Material provided

((

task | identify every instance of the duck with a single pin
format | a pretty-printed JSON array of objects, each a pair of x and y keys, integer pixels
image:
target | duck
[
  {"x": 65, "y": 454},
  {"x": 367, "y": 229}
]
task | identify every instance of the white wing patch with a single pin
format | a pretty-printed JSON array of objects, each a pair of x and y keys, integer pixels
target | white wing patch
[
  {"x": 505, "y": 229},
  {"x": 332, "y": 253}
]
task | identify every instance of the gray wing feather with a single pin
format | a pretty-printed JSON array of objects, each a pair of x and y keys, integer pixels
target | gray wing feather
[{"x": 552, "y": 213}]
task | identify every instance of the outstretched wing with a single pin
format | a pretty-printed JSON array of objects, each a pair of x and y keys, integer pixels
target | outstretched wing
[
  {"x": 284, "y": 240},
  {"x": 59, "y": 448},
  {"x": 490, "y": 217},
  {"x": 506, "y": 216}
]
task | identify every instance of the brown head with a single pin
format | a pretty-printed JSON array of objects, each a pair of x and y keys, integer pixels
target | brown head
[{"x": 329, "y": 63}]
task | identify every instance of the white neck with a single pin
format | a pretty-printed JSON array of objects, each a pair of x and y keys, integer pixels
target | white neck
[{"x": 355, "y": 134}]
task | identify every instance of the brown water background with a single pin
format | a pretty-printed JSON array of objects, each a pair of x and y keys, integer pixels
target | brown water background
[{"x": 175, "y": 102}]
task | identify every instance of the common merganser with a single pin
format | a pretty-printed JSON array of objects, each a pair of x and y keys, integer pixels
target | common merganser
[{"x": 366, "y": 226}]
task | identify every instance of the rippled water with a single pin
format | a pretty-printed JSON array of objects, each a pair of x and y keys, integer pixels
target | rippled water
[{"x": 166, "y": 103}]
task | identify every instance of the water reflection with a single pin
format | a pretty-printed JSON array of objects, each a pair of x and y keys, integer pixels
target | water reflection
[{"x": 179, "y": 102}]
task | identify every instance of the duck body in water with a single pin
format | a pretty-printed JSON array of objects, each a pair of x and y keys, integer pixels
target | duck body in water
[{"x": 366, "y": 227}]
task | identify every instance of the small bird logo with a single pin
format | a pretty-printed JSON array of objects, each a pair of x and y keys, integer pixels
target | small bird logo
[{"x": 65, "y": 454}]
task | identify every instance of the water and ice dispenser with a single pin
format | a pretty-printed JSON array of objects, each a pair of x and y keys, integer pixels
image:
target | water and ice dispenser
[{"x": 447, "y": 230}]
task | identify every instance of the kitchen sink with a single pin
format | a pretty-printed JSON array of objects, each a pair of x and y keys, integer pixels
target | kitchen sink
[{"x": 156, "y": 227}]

))

What to work on
Please pull out every line of the rows above and reproduce them word for word, leaving nothing out or changed.

In response
task | identify every instance of the duck with a single pin
format | a pretty-printed JSON array of objects, each a pair of x and y keys, integer pixels
image:
target | duck
[
  {"x": 65, "y": 454},
  {"x": 367, "y": 229}
]
task | identify every instance of the white wing patch with a single pin
format | a pretty-printed JSON array of objects, each a pair of x and y keys, integer pixels
target | white wing patch
[
  {"x": 505, "y": 229},
  {"x": 332, "y": 253}
]
task | identify every instance of the gray wing feather with a single pin
format | a pretty-printed JSON array of objects, each a pair of x and y keys, integer pixels
target | gray wing feather
[{"x": 552, "y": 213}]
task | identify every instance of the outstretched wing with a single pin
format | a pretty-printed JSON array of objects, each a pair of x and y keys, integer pixels
target | outstretched wing
[
  {"x": 284, "y": 240},
  {"x": 59, "y": 448},
  {"x": 490, "y": 217},
  {"x": 506, "y": 216}
]
task | identify every instance of the brown head with a single pin
format | a pretty-printed JSON array of objects, each a pair of x and y keys, integer pixels
target | brown head
[{"x": 329, "y": 63}]
task | identify every instance of the white neck with a single pin
format | a pretty-printed JSON array of objects, each a pair of x and y keys, integer pixels
target | white neck
[{"x": 355, "y": 134}]
task | identify every instance of the brown water background with a single pin
format | a pretty-printed JSON array of objects, each a pair of x and y keys, integer pixels
target | brown water background
[{"x": 175, "y": 102}]
task | identify every instance of the common merganser with a single pin
format | a pretty-printed JSON array of objects, each a pair of x and y keys, integer pixels
target | common merganser
[{"x": 366, "y": 226}]
task | identify every instance of the rippled water with a single pin
format | a pretty-printed JSON array of objects, each a pair of x and y keys, integer pixels
target | rippled water
[{"x": 166, "y": 103}]
task | identify every instance of the water reflection with a single pin
format | a pretty-printed JSON array of objects, each a pair of x and y keys, integer pixels
target | water reflection
[{"x": 179, "y": 102}]
task | identify every instance of the duck body in water with a single pin
format | a pretty-printed JSON array of objects, each a pair of x and y keys, integer pixels
target | duck body in water
[{"x": 366, "y": 227}]
task | identify every instance of the small bird logo with a single pin
format | a pretty-printed JSON array of objects, each a pair of x and y keys, integer pixels
target | small bird logo
[{"x": 65, "y": 454}]
task | identify every instance of the water and ice dispenser with a single pin
format | a pretty-printed JSON array of objects, each a pair of x and y keys, integer pixels
image:
target | water and ice dispenser
[{"x": 447, "y": 230}]
task | identify every instance of the kitchen sink with a single pin
format | a pretty-printed JSON array of objects, each a pair of x and y keys, integer pixels
target | kitchen sink
[{"x": 156, "y": 227}]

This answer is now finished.